***** Available data *****
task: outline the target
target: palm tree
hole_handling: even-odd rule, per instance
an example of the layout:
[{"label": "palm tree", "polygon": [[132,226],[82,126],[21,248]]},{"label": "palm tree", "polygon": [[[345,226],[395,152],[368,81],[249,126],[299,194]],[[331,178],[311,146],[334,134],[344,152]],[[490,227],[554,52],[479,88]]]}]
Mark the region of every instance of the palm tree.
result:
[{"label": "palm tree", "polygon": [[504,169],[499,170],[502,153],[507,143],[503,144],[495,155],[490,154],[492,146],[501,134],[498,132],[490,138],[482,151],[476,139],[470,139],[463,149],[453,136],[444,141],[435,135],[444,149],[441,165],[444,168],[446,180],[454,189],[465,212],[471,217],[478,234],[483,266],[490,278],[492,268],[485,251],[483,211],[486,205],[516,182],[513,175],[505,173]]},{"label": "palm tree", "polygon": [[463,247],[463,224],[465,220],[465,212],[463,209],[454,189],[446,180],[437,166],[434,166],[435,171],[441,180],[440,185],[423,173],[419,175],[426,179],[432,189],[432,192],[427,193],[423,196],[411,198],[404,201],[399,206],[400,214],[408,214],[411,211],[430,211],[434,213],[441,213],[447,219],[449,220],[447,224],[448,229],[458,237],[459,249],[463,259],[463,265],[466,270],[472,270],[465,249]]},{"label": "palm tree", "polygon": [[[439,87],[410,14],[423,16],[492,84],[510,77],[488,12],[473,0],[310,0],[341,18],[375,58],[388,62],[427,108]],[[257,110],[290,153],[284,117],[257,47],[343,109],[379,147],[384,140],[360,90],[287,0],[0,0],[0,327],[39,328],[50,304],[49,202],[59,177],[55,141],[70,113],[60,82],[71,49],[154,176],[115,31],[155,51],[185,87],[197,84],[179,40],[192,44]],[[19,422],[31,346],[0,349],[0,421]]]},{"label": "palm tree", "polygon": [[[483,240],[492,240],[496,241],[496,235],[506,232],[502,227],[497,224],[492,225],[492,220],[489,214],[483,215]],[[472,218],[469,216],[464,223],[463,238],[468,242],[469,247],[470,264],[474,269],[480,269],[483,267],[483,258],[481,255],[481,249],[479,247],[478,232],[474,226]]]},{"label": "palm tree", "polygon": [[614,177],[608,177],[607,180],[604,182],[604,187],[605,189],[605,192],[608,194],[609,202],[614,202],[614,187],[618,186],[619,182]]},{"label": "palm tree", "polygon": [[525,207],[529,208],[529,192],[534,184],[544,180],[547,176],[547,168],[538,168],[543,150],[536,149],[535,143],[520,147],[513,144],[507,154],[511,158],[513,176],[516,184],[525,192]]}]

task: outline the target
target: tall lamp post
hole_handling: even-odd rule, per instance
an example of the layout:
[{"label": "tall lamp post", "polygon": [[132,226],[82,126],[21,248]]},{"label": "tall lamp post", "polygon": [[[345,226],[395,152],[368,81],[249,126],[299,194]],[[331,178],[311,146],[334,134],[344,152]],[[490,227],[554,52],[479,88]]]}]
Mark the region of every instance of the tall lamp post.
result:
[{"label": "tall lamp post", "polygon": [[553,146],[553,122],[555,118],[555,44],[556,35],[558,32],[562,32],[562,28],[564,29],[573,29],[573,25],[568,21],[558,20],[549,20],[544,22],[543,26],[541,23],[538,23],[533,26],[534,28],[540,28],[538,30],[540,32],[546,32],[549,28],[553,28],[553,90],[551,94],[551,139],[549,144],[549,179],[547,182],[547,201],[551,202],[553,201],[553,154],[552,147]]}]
*****
→ Set problem
List every line in the material above that contains the word "instance".

→ Correct response
hole_handling: even-odd rule, per instance
Mark the region of every instance of the palm tree.
hole_handling: even-odd rule, per instance
Mark the region of every instance of the tall lamp post.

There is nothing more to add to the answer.